Padre João Medeiros Filho
A maioria das pessoas passa por situações incômodas, inoportunas e inconvenientes. Outrora, o telefone fixo era o campeão de aborrecimentos. Os tempos mudaram. Hoje, há muitas vítimas das redes sociais. O toque do celular é constrangedor, fora de hora e lugar. É aborrecido, quando alguém interrompe uma conversa importante para atender o telemóvel, como dizem os lusitanos. Com o advento desse aparelho o encontro presencial passou a ser secundário, o interlocutor fica em segundo plano e compasso de espera. Não se respeitam os avisos para desligar os celulares em igrejas, teatros, auditórios, hospitais, clínicas, salas de aulas etc. Existem sempre os “esquecidos”, transgredindo essa regrinha básica de convivência social. Faz-nos lembrar o livro de Guilherme Figueiredo “Tratado Geral dos Chatos”, publicado em 1962 pela Editora Civilização Brasileira.
O autor descreve a chatice como falta de educação, inconveniência, grosseria etc. Cita vários tipos de chatos: o etílico, o donjuanesco, o confidencial (que fala ao pé do ouvido e cospe na cara do interlocutor), o chato-de-galocha e outros tipos: o pseudo-erudito, puritano-virtuoso, professoral, orador de ocasiões, o verborrágico ou diarreico de palavras, o que padece com prisão de ventre de ideias, em suma, uma pletora de chatonildos. Poder-se-ia acrescentar outras categorias desses personagens. Entretanto, é impossível fazer um levantamento completo, pois eles se multiplicam numa velocidade estonteante, acompanhando o avanço tecnológico. Recentemente, apareceram com força o e-chato, o politicamente correto, o academicamente exato, o fundamentalista religioso etc. Há os que pregam mudanças (imposições), através de um determinado partido, considerado por eles o escolhido de Deus. Molestam demasiadamente, quando pretendem convencer que seu discurso é o científico e ético, o único capaz de mudar e salvar.

REGISTROS DE DADOS:
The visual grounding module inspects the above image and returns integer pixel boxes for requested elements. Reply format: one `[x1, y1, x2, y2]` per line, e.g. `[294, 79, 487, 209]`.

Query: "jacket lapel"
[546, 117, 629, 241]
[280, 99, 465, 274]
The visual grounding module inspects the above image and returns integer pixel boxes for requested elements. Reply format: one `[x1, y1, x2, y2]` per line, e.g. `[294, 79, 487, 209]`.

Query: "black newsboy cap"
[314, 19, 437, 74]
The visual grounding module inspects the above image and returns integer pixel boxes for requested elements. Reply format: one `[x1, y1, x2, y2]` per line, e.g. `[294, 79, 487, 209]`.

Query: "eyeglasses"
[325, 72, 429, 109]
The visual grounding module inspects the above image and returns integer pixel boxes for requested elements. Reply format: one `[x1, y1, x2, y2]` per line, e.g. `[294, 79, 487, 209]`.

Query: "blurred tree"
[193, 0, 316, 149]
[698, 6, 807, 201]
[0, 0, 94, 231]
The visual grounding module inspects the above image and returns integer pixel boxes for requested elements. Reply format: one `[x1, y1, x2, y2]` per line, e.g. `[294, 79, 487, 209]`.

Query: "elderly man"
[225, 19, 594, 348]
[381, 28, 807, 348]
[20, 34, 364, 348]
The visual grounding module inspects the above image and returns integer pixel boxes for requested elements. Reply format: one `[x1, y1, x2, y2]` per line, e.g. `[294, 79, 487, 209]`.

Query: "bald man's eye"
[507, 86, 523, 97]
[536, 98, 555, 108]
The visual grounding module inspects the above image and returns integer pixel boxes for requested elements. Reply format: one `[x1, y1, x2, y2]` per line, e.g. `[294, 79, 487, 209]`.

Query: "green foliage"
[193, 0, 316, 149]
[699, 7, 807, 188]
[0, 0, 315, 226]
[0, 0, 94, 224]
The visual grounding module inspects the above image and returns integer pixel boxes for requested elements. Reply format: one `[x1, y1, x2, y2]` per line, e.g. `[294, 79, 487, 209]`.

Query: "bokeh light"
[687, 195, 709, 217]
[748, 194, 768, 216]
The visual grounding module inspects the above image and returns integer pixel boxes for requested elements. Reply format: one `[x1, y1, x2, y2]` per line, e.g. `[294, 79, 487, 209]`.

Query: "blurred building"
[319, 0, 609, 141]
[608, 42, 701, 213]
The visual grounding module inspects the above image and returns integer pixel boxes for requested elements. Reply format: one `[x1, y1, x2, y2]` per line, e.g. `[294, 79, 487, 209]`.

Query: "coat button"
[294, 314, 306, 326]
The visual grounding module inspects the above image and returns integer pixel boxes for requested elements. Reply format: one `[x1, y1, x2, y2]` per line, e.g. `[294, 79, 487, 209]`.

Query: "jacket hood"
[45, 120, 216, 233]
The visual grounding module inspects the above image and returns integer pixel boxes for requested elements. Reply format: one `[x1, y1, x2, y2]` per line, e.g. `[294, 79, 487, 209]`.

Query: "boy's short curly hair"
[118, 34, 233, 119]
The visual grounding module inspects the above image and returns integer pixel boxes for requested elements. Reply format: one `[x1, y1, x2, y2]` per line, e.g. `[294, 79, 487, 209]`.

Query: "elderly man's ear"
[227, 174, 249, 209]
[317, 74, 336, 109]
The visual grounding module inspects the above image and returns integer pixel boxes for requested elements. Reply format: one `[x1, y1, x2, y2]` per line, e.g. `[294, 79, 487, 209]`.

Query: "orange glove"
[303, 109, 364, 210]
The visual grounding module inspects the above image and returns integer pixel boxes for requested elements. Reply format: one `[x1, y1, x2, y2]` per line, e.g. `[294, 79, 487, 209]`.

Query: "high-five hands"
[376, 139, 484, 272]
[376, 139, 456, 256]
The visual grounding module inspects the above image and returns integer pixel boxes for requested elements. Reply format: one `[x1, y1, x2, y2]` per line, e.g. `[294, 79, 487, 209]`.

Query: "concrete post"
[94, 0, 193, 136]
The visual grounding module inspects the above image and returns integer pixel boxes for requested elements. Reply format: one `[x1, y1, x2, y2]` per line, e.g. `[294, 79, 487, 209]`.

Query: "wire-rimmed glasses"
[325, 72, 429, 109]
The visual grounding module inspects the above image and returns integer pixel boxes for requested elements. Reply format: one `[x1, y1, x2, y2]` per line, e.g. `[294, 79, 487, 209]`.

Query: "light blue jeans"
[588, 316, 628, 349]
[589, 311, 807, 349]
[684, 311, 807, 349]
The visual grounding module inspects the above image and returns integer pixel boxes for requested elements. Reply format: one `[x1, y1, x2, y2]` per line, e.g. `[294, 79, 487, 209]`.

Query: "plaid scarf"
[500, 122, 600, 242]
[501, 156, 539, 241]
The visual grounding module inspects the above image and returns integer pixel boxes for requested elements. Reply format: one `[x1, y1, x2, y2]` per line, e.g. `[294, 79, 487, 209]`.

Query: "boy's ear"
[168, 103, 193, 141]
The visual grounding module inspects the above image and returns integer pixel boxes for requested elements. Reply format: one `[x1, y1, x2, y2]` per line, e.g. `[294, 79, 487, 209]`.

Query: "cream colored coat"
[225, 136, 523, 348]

ENUNCIADO DA TAREFA:
Reproduza a parte do trecho selecionado que vai de "Padre João Medeiros" até "Editora Civilização Brasileira.", inclusive, trocando "telemóvel" por "aparelho móvel".

RESPOSTA AO PROBLEMA:
Padre João Medeiros Filho
A maioria das pessoas passa por situações incômodas, inoportunas e inconvenientes. Outrora, o telefone fixo era o campeão de aborrecimentos. Os tempos mudaram. Hoje, há muitas vítimas das redes sociais. O toque do celular é constrangedor, fora de hora e lugar. É aborrecido, quando alguém interrompe uma conversa importante para atender o aparelho móvel, como dizem os lusitanos. Com o advento desse aparelho o encontro presencial passou a ser secundário, o interlocutor fica em segundo plano e compasso de espera. Não se respeitam os avisos para desligar os celulares em igrejas, teatros, auditórios, hospitais, clínicas, salas de aulas etc. Existem sempre os “esquecidos”, transgredindo essa regrinha básica de convivência social. Faz-nos lembrar o livro de Guilherme Figueiredo “Tratado Geral dos Chatos”, publicado em 1962 pela Editora Civilização Brasileira.